━━━━━ Text segment ━━━━━

Here's the link to the XML from Kenny Rogers' start vs. the Yankees in the ALDS. The web directory is organized intuitively, and with a little poking around, you can find the XML files for any playoff game. There's a lot more information contained in these XML files that I didn't use in any of the graphs in this article because I wasn't able to figure out what it meant. If you have any ideas about what parts of this information may mean, I'd love to hear from you.


Joe P. Sheehan graduated from Oberlin College last May. A 22-year-old Red Sox fan, Joe would like to work for a MLB team. He played baseball at Oberlin and has followed the game for as long as he can remember. He is not to be confused with the Joe Sheehan of Baseball Prospectus.

Comments

Cool stuff, thanks for the research. I'd be curious though what your thoughts are on Mussina. If his release point is different for each type of pitch he throws, couldn't hitters pick up on that and know what type of pitch is going to be thrown? Obviously he's been pretty successful thus far in his career so history suggests that batsman aren't doing this. BTW, I suggest you use Young Joe Sheehan or some moniker like that to avoid confusion for the rest of us in the SABR community.

Now here's two things I love, slapped together: XML and Baseball stats. YES!! YEESSSS!!

I don't know what's going on with Mussina's release points. I agree that the different release points would appear to tip his pitches and I originally thought the differences were related to his tiring as the game went on or that he was struggling with his mechanics and couldn't throw strikes from one place. When I tested these ideas though, neither looked as plausible as the pitch type idea. He could also be physically moving side-to-side on the mound before he throws, which would change his release point, although I think that would tip hitters too. Another possibility is that in his one playoff start he happened to have two release points.

Very cool stuff. Are there any sites that explain how to access and use the XML files?


P.S. Maybe you should go by Joseph Sheehan.

I remember back when you could use Gameday for mundane matters like finding out what transpired in a game. MLB.com has a bloated application that eats up RAM and processing power.

━━━━━

**Written exercise**: Please reproduce the pitch-data text word for word, starting at "Very cool stuff." and ending at "and processing power.". The entries that come next are separate material, not part of the pitch-data text.

━━━━━ Material ━━━━━

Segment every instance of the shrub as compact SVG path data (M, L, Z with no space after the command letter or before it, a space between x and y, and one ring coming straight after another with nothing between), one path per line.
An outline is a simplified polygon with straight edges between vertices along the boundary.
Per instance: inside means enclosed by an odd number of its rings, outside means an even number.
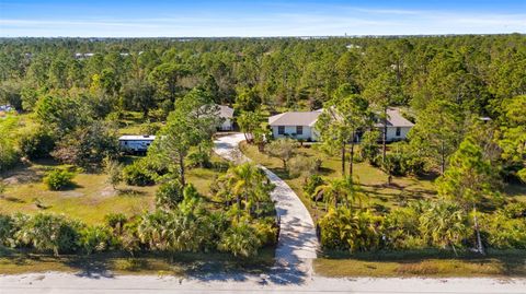
M142 161L137 161L123 169L123 179L130 186L153 185L155 178Z
M371 130L364 133L361 142L361 157L367 160L369 164L377 164L377 156L380 154L378 149L378 138L380 138L380 132L378 130Z
M526 217L526 203L510 203L502 209L504 215L510 219Z
M179 180L170 180L161 186L156 192L157 208L174 209L183 201L183 188Z
M308 179L307 183L304 186L304 192L310 197L315 193L316 188L319 186L323 185L324 180L321 178L319 175L311 175Z
M252 226L236 223L222 234L218 248L235 257L251 257L258 254L260 246L260 237Z
M44 177L44 184L46 184L49 190L61 190L73 184L73 177L72 173L57 168Z
M80 231L79 244L87 255L91 255L112 248L114 240L107 227L87 226Z
M258 234L260 243L262 246L275 245L277 244L277 234L278 226L275 223L274 217L267 217L260 220L253 227Z
M21 155L28 160L49 156L55 148L53 138L41 127L30 129L21 134L18 141Z
M526 219L511 219L505 211L498 211L484 215L481 226L490 247L526 249Z
M79 225L64 216L36 214L28 217L15 233L23 245L31 245L38 251L70 252L77 249Z
M14 224L9 215L0 214L0 246L11 246L13 244Z
M188 154L188 166L207 168L211 166L210 154L206 151L194 151Z
M313 158L298 155L290 160L288 165L288 173L293 177L305 176L308 177L318 172L318 163Z
M320 219L321 245L327 249L351 252L375 250L380 247L382 217L369 211L330 209Z

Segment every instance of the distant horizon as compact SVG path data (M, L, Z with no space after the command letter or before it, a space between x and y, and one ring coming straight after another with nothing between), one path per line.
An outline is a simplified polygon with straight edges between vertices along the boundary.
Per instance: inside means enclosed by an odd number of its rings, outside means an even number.
M0 37L493 35L525 20L522 0L0 0Z
M49 37L39 37L39 36L16 36L16 37L5 37L0 36L0 39L14 39L14 38L33 38L33 39L271 39L271 38L404 38L404 37L455 37L455 36L504 36L504 35L526 35L526 33L511 32L511 33L493 33L493 34L419 34L419 35L302 35L302 36L147 36L147 37L106 37L106 36L49 36Z

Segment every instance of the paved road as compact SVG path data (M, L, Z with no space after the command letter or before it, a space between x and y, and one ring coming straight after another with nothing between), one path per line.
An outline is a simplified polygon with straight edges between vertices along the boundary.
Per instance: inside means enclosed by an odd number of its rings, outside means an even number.
M242 136L220 138L216 152L247 161L232 152ZM311 275L305 260L316 257L316 236L310 216L290 188L265 170L276 184L273 193L282 215L276 256L282 263L267 277L206 274L188 278L156 275L98 275L85 273L31 273L0 275L0 294L138 294L138 293L356 293L356 294L525 294L526 279L330 279ZM287 268L286 263L290 264ZM310 264L310 263L308 263ZM299 268L299 269L298 269ZM307 271L307 272L306 272Z
M237 163L247 162L238 145L244 140L241 133L220 137L215 141L215 152ZM288 185L274 173L260 166L268 179L276 185L271 197L275 201L277 215L281 217L279 242L276 260L281 268L297 271L298 277L308 279L312 274L312 259L317 256L318 238L316 228L307 208Z
M524 294L526 280L492 279L328 279L299 284L262 283L258 277L158 278L82 277L67 273L0 275L0 294L138 293L363 293L363 294Z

━━━━━

**Expected output**:
Very cool stuff. Are there any sites that explain how to access and use the XML files?


P.S. Maybe you should go by Joseph Sheehan.

I remember back when you could use Gameday for mundane matters like finding out what transpired in a game. MLB.com has a bloated application that eats up RAM and processing power.